→ TASK GOAL: Retype every entry below without any change.

→ RECORD EXCERPTS:
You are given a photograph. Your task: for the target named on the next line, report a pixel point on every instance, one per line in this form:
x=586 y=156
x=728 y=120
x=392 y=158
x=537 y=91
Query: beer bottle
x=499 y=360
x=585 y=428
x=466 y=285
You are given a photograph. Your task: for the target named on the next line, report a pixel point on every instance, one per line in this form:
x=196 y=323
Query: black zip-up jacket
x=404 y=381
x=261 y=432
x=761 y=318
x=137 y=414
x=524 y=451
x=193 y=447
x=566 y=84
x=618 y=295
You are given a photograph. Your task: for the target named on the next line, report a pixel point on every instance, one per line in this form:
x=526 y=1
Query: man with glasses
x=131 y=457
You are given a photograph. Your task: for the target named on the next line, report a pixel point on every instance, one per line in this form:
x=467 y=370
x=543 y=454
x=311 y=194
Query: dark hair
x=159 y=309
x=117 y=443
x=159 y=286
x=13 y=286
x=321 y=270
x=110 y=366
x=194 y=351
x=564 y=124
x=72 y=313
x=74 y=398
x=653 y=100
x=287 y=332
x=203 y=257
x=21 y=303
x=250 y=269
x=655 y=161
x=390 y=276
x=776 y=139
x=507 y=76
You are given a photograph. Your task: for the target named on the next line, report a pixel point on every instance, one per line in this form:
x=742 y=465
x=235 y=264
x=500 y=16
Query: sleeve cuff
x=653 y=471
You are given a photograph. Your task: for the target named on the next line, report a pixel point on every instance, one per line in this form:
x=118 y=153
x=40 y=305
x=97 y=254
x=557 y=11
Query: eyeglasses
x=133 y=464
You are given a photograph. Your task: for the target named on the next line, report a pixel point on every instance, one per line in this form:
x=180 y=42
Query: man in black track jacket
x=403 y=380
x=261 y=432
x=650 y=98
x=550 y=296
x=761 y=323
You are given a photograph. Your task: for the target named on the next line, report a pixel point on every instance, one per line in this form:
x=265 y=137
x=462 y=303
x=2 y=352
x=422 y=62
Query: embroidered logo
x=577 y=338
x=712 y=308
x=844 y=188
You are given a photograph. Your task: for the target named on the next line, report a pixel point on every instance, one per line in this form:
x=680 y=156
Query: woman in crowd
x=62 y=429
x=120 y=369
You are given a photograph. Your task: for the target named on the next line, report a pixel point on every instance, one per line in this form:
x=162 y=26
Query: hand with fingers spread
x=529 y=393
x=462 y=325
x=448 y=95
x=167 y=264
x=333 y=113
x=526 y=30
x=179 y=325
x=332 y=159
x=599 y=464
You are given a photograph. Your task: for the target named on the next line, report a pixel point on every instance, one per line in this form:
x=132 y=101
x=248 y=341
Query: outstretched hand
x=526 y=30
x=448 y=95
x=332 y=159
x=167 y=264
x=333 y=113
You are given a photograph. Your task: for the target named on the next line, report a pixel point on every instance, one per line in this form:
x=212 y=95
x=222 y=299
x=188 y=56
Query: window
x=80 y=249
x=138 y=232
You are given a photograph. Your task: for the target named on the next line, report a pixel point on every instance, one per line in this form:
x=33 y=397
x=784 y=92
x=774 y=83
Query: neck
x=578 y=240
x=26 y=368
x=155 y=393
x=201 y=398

→ TASK RESPONSE:
You are given a photograph. Your task: for the target named on the next line, report a pixel point on every instance, one per line in this form:
x=586 y=156
x=728 y=120
x=392 y=158
x=537 y=91
Query: beer bottle
x=499 y=360
x=585 y=428
x=466 y=285
You are given a photograph. Your task: for the target named on the next line, report a pixel point on every instance, one per line in this form:
x=196 y=323
Query: black zip-up jacket
x=404 y=381
x=261 y=432
x=761 y=318
x=137 y=414
x=524 y=451
x=193 y=447
x=566 y=84
x=618 y=295
You are given a photograph. Your task: for the target named on the next line, report a pixel point on every instance, one per line in this form:
x=526 y=1
Query: man with glasses
x=131 y=457
You are given a photograph. Your task: for the target named on the next line, report a pixel point on every instance, one per line in this form:
x=467 y=370
x=543 y=454
x=311 y=194
Query: dark hair
x=159 y=309
x=117 y=443
x=159 y=286
x=13 y=286
x=321 y=270
x=110 y=366
x=194 y=351
x=564 y=124
x=72 y=313
x=74 y=398
x=653 y=100
x=287 y=332
x=203 y=257
x=21 y=303
x=250 y=269
x=655 y=161
x=390 y=276
x=776 y=139
x=507 y=76
You are given a photograph. Your task: for the target named on the next line, report a pixel point on every instance, one per line in this form:
x=742 y=465
x=235 y=264
x=500 y=16
Query: sleeve cuff
x=653 y=471
You are given a photograph. Your task: for the target named on the next line, report a pixel point on every instance, one per line in this form:
x=118 y=153
x=40 y=305
x=97 y=254
x=557 y=11
Query: eyeglasses
x=133 y=464
You are given a photograph. Your task: for the target named on the next line, report a pixel point on every instance, one per line in this form:
x=180 y=42
Query: man in black track jacket
x=403 y=380
x=261 y=432
x=650 y=98
x=550 y=296
x=761 y=323
You are given a photograph. Your task: for the target named on the next line, report a pixel point on every instance, one per line in this form:
x=265 y=137
x=462 y=303
x=2 y=352
x=422 y=62
Query: embroidered logo
x=577 y=338
x=712 y=308
x=844 y=188
You are given a photograph. Your task: for the target named on the next line, report a pixel point on every instance, one per line in this form:
x=680 y=156
Query: woman in crowd
x=62 y=429
x=120 y=369
You are given a photograph. Your task: for the target named on the next line, report a pixel point on every instance, one per line in this form:
x=162 y=26
Query: hand with fingers spread
x=529 y=393
x=462 y=325
x=448 y=95
x=167 y=264
x=333 y=113
x=526 y=30
x=179 y=325
x=332 y=159
x=599 y=464
You are given a photograph. Your task: for the target named on the next line, report a pixel point on every instance, one per line in this form:
x=132 y=101
x=248 y=341
Query: outstretched hand
x=526 y=30
x=448 y=95
x=332 y=159
x=167 y=264
x=333 y=113
You are given a photograph. Your task: for the target named on the next line, report a pixel point on every instance, one per line in this form:
x=212 y=95
x=222 y=299
x=188 y=56
Query: window
x=80 y=249
x=138 y=232
You are given a photograph. Your task: for the target named on the next line, report a pixel point on every instance, one per line in this form:
x=33 y=397
x=784 y=92
x=774 y=83
Query: neck
x=578 y=240
x=26 y=368
x=155 y=393
x=201 y=398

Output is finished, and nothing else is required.